Problem to work on:
Substitute "comma-delimited" for "comma-separated" throughout the rows below, and reproduce them with no other change.
##### Input for this task
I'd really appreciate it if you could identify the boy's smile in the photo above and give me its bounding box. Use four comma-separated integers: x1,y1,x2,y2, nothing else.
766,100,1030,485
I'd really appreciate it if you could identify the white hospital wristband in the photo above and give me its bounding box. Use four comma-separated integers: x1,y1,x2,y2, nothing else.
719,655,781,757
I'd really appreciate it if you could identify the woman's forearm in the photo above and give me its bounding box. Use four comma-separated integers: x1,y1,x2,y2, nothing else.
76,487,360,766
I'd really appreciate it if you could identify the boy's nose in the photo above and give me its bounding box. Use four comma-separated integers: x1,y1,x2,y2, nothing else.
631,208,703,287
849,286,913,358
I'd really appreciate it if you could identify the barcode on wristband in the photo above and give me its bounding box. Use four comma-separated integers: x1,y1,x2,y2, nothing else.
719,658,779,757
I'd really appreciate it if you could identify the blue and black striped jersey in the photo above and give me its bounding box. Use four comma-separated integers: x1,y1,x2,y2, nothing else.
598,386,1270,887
##########
Final answer:
I'd really appreciate it if you could identify the boy's smile in the photo above and give me its bounding box. Use four comma-delimited integers: x1,y1,x2,y2, nothing else.
766,100,1030,485
I'd really appreciate it if you could identify the white hospital wristband in the photo above and give me its bounding box. Use four comma-delimited integers: x1,y1,x2,y2, nothing else.
719,655,781,757
I'd really appreciate it if you could identify the woman's forearm in the photo above and give me its bounding box. Use four comma-delimited integers: x1,y1,x2,y2, nothing else.
76,487,360,766
I'd really appreciate it if you could identify the boy's nose in the photo above and give me its bounding box. Use four comma-delimited integers: x1,y1,x2,y2, nothing else.
631,208,703,287
849,286,913,358
I'd really appreciate it if you could identify the barcode on wristband in the photo above and give me its bounding box. Use four comma-delimited integers: x1,y1,x2,y2, nothing else.
719,658,779,757
I'd really appreciate it if you could identify the blue and black striped jersey in the photo above and give me its bounding box. Use four comma-delimited integers: x1,y1,x2,y2, nothing else.
598,386,1270,887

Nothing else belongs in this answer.